WHAT THE EXERCISE ASKS: The answer should be one number, the count of lines in the data with "oven".

INPUT:
———

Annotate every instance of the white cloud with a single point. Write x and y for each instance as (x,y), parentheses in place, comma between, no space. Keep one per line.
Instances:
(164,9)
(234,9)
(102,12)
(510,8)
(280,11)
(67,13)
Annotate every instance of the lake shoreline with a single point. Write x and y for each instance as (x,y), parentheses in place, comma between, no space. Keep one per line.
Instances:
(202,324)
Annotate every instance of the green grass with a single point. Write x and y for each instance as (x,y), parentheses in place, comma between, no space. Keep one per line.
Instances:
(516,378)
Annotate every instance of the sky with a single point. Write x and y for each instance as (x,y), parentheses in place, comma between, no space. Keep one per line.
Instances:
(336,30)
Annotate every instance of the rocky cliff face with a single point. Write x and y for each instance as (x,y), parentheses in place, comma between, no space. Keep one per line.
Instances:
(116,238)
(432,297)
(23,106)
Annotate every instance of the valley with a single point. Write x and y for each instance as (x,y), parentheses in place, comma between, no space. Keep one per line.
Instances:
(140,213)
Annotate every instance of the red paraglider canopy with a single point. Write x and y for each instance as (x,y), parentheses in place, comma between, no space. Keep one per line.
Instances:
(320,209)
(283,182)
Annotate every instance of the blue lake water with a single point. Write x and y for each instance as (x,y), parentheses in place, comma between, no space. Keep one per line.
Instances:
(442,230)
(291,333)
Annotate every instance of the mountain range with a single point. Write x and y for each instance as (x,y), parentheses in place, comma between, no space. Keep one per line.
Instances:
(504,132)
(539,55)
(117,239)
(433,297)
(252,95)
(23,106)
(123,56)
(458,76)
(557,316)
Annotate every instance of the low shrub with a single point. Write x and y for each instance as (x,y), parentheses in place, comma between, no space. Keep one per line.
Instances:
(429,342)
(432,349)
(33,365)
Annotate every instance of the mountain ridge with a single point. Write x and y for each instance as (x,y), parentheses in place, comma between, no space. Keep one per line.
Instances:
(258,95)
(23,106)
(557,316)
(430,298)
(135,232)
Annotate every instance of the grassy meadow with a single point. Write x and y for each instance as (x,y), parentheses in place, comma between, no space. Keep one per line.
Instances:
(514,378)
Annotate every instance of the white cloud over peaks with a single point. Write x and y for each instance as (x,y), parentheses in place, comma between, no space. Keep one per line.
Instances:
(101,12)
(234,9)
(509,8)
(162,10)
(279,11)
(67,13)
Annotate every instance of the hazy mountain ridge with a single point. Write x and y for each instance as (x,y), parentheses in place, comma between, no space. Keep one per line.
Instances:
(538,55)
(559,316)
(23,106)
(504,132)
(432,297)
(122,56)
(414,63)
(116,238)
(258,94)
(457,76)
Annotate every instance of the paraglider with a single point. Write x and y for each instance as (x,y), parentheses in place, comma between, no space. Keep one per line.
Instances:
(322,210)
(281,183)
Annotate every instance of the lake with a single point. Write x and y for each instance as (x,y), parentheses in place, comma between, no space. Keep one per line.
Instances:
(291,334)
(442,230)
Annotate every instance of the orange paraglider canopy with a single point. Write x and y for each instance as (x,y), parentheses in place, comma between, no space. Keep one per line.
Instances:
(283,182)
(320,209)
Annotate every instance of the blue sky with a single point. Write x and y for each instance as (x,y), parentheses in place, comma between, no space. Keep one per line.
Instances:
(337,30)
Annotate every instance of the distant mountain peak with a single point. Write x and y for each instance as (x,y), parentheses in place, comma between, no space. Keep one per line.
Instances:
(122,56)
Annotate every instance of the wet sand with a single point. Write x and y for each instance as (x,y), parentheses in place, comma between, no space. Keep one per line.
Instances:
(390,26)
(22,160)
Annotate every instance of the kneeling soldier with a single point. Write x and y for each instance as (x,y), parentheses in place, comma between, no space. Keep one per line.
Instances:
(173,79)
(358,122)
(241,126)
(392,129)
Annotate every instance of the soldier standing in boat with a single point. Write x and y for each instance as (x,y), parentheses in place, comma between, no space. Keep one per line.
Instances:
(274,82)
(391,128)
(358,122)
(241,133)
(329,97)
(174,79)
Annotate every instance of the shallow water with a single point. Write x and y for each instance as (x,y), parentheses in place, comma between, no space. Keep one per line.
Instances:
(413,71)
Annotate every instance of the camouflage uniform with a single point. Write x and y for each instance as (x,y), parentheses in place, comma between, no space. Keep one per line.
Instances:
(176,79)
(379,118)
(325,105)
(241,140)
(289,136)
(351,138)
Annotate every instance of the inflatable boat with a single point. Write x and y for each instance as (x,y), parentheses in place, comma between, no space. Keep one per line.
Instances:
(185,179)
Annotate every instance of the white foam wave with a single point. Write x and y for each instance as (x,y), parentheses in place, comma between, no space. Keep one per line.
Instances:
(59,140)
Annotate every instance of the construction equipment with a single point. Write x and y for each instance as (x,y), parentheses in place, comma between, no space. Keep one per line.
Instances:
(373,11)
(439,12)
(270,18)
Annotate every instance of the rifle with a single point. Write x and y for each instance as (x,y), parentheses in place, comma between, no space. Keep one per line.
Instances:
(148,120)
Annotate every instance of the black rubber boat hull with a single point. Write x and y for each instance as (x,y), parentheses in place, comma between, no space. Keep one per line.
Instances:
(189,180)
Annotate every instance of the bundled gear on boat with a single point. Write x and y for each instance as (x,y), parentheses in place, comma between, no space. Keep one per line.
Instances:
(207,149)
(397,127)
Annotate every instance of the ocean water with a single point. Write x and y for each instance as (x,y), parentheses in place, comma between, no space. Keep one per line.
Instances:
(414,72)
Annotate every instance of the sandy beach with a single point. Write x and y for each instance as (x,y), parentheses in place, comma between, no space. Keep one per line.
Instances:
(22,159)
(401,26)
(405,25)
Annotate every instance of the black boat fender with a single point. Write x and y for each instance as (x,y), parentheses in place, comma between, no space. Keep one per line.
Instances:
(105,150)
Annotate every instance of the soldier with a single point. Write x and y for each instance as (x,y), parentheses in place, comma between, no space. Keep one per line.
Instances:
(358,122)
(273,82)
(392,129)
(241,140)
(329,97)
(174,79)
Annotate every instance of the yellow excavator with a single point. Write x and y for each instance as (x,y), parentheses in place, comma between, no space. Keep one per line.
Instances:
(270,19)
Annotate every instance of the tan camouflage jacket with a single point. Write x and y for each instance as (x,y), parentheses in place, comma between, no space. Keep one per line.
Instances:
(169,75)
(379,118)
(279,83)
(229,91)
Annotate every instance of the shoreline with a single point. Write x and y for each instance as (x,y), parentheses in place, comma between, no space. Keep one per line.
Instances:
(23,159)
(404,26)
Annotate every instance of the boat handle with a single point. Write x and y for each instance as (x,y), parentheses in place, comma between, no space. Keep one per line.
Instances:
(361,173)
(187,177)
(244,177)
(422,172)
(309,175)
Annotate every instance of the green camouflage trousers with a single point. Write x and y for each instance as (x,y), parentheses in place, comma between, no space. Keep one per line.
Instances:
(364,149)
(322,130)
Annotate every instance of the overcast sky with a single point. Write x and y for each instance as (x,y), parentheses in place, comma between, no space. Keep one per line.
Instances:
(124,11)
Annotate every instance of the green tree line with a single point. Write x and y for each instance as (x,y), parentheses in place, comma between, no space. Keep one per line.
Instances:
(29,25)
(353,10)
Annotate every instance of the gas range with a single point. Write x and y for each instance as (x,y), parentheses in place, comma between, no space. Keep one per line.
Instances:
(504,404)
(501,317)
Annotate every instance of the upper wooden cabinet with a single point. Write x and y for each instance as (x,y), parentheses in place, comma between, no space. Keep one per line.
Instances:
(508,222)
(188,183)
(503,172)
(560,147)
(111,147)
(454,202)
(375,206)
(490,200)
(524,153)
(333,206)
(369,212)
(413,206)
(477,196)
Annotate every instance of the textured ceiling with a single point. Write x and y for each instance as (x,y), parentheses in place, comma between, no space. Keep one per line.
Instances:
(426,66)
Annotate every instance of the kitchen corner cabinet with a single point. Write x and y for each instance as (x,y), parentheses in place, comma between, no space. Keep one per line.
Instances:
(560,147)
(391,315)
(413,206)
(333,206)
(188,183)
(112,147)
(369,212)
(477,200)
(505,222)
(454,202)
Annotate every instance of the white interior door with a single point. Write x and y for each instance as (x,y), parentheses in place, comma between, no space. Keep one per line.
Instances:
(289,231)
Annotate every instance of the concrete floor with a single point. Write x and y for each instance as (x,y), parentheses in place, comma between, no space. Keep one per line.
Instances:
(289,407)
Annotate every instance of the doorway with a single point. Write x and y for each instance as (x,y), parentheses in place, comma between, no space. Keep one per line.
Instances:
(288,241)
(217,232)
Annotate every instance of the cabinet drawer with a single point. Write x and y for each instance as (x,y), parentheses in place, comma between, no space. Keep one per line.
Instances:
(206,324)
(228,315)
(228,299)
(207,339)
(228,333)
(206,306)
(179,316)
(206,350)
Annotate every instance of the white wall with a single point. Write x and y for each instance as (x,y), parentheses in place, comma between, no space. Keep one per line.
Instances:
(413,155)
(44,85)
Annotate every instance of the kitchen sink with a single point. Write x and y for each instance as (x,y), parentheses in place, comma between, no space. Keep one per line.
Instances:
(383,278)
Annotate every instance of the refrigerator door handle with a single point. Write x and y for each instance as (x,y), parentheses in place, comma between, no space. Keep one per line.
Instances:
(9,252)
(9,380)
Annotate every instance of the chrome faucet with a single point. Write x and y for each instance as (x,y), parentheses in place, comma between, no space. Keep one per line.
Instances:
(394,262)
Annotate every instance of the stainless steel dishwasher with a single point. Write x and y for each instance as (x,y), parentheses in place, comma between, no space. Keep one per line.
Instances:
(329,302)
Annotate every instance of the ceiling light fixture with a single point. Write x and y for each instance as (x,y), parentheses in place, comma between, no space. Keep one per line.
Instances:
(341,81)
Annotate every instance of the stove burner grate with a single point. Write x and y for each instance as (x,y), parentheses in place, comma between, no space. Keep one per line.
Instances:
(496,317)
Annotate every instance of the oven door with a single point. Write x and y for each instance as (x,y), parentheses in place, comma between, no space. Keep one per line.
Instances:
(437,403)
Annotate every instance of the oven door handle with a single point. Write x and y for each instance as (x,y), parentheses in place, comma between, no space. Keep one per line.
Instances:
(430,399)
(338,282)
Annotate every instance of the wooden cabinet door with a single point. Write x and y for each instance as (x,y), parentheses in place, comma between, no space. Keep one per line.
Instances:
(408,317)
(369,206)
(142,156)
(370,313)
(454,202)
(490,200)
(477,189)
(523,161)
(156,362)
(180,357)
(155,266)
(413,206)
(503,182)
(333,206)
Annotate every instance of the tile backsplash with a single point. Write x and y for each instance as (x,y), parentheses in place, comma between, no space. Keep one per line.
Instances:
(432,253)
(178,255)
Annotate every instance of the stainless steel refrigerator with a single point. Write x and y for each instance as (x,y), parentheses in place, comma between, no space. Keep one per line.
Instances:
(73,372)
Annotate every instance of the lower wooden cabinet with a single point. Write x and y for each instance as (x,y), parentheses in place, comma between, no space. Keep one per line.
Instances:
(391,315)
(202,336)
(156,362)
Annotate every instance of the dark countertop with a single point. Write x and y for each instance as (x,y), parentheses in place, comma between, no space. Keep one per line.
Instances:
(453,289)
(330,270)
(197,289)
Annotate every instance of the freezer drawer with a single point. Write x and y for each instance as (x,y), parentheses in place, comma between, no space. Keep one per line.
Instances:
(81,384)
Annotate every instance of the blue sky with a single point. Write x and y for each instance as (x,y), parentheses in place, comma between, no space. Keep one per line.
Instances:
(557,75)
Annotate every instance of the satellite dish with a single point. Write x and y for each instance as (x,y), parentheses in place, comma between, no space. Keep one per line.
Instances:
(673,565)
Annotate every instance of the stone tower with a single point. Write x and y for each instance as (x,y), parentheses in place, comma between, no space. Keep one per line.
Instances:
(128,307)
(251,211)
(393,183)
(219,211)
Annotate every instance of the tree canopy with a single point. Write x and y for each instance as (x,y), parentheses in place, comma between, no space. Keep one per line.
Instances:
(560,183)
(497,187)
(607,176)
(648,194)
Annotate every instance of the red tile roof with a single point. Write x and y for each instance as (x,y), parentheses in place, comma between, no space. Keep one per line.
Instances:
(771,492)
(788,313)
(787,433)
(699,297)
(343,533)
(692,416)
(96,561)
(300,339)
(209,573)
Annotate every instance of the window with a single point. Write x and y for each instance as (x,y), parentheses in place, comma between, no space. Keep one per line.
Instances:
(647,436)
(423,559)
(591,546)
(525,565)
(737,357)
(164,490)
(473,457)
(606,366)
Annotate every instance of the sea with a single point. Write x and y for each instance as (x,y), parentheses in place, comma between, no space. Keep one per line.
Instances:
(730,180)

———

EXERCISE ANSWER: 2